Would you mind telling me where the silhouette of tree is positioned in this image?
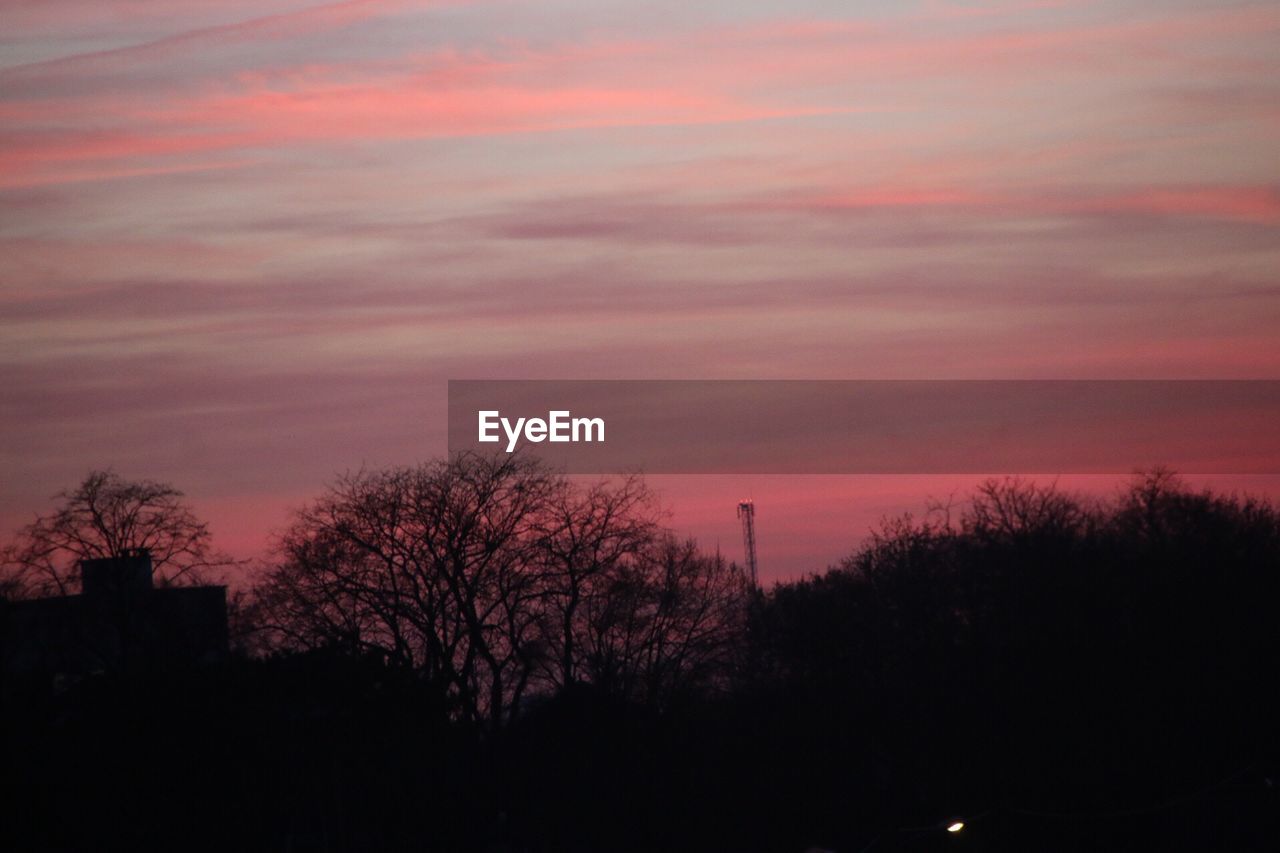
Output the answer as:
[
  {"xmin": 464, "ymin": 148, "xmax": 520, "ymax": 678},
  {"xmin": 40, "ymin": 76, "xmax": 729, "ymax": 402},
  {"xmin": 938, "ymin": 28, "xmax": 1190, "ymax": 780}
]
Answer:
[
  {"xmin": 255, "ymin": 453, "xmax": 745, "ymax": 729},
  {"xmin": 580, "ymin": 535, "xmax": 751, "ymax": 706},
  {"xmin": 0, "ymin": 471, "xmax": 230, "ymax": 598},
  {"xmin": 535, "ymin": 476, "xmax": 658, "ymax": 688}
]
==
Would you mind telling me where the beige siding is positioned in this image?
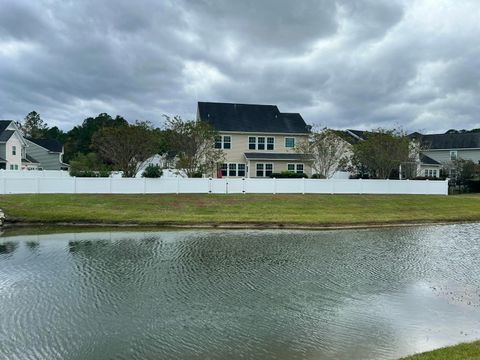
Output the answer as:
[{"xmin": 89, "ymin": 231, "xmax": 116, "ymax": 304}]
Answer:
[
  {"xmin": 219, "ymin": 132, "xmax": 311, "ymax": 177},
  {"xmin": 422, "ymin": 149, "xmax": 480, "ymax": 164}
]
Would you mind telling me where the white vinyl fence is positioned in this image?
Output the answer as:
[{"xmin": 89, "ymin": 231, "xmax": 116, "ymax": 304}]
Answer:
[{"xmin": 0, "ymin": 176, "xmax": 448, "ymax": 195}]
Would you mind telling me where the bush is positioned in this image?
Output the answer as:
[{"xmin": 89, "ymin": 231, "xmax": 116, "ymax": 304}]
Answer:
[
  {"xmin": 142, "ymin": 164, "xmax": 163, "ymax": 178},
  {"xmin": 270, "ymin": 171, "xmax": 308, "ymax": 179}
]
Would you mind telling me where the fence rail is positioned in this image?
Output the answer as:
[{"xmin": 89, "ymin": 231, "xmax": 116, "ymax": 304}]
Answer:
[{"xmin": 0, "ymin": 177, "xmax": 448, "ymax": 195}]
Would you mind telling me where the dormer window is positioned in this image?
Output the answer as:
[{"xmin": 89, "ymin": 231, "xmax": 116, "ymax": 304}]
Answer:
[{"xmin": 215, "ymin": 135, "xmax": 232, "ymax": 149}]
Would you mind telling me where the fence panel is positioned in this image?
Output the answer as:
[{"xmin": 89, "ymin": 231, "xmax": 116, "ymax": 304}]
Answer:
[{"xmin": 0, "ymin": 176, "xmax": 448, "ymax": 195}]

* EXERCISE *
Extract each line from the two blocks above that contains the string "image", matching its case exactly.

* RESPONSE TO THE TASK *
Would you mind telling me where the silhouette of tree is positioned in this image?
Would you mind telling me where the beige siding is positioned in this image?
Would you mind telling me where the white vinyl fence is positioned in this image?
Would you mind telling me where the bush is positioned in this image?
Would you mind telling me where the fence rail is positioned in this image?
Would you mind telling me where the dormer window is positioned in this image?
Would you mind telling me where the fence panel is positioned in this image?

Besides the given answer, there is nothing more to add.